- [Written instruction] Express the lines of the material from the one containing "task: trace the outline of every instance of the grey" through the one containing "[[[3,88],[65,88],[71,74],[70,53],[2,61]]]", both included, as a JSON list of strings with one string per line and blank lines omitted.

- [Exercise data]
::::::::::
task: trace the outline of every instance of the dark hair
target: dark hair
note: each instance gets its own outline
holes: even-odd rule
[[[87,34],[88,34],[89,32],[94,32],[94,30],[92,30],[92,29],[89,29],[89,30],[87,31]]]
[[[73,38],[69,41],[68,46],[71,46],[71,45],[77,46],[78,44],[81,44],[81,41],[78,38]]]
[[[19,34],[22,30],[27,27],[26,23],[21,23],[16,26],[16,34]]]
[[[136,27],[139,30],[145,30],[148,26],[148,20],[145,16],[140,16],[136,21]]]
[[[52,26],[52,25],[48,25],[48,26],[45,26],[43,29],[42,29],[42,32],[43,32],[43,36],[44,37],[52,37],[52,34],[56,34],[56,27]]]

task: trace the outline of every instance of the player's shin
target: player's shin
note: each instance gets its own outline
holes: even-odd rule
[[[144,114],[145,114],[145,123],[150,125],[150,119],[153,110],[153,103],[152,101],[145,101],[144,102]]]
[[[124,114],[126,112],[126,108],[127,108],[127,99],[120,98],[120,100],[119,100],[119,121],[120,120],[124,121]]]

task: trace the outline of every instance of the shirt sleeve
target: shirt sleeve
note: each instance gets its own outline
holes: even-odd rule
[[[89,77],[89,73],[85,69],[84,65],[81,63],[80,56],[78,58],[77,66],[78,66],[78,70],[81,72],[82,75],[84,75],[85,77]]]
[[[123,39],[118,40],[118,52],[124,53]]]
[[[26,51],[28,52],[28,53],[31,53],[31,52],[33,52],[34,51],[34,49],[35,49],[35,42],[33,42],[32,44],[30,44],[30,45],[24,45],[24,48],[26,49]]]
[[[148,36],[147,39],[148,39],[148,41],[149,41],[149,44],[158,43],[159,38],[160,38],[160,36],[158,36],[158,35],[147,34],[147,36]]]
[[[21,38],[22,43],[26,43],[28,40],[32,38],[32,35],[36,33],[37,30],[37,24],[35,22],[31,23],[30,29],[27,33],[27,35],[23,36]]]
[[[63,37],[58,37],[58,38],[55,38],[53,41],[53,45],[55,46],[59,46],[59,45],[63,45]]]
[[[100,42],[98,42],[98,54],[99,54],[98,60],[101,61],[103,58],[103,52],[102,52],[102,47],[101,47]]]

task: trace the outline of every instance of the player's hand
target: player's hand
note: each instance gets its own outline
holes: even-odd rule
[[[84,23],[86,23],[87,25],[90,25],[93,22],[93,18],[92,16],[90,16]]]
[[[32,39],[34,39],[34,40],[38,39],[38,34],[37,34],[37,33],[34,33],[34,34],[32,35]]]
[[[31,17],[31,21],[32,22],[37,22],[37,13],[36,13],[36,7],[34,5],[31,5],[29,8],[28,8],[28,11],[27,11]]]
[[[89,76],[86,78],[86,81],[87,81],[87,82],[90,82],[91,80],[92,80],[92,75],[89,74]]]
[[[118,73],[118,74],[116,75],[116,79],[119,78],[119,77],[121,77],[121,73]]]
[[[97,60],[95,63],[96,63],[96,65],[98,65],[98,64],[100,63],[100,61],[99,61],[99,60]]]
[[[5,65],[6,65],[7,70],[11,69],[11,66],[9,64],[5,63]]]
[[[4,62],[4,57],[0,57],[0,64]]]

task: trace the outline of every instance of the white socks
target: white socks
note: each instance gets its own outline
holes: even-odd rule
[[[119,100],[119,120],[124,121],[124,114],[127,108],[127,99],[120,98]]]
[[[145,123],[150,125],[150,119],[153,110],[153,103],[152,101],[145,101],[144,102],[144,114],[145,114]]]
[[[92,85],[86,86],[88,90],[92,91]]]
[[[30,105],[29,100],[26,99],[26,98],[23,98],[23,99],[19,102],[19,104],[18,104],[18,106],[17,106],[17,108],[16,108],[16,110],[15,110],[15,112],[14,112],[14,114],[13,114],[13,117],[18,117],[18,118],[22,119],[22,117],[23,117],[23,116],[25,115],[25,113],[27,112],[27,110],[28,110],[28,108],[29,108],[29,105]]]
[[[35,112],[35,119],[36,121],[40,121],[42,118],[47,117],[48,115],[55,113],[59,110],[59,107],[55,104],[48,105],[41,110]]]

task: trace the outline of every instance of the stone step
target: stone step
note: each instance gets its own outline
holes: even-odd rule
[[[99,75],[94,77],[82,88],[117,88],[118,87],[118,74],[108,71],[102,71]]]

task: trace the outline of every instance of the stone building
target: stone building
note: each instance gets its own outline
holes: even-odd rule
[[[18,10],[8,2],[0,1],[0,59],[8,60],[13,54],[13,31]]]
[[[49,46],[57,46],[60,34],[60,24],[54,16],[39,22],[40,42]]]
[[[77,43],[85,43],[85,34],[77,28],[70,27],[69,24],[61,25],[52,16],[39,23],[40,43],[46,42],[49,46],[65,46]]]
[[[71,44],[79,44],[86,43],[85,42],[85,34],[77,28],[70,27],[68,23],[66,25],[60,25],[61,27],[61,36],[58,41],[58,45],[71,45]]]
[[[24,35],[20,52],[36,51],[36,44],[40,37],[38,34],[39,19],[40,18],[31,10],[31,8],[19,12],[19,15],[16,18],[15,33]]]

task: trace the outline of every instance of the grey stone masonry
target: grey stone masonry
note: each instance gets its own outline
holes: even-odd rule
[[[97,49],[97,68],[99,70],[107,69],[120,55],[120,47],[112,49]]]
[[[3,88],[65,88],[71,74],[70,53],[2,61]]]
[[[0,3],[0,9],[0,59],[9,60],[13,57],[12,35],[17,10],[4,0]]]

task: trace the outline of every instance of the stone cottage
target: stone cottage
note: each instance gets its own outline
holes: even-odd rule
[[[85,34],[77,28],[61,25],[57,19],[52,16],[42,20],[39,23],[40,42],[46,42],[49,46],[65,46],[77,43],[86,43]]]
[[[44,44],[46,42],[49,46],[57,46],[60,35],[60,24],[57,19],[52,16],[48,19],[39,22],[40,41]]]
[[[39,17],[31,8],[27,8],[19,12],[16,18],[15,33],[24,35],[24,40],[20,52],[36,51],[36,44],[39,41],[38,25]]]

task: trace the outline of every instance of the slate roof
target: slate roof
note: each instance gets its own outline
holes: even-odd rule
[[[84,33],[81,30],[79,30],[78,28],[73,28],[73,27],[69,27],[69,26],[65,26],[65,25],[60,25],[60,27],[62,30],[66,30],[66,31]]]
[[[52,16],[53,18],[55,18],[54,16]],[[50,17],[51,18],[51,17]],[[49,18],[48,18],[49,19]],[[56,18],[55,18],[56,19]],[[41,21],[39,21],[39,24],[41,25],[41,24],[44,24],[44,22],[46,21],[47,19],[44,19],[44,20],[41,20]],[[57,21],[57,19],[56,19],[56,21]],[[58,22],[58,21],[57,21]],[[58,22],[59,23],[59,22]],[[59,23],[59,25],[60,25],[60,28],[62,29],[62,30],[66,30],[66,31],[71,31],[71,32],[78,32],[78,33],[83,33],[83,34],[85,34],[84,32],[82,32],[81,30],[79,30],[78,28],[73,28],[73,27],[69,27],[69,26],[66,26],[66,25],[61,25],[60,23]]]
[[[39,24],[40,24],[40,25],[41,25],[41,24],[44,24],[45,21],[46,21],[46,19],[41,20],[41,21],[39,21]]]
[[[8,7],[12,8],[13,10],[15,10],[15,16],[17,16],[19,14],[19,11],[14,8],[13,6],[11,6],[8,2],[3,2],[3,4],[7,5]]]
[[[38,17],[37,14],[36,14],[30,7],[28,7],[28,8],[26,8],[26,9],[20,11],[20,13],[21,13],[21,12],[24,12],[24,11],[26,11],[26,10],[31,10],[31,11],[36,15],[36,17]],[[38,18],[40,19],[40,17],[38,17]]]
::::::::::
- [Result]
[
  "task: trace the outline of every instance of the grey stone masonry",
  "target: grey stone masonry",
  "note: each instance gets its own outline",
  "holes: even-odd rule",
  "[[[97,49],[97,68],[99,70],[107,69],[120,55],[120,47],[112,49]]]",
  "[[[3,88],[65,88],[71,74],[70,53],[2,61]]]"
]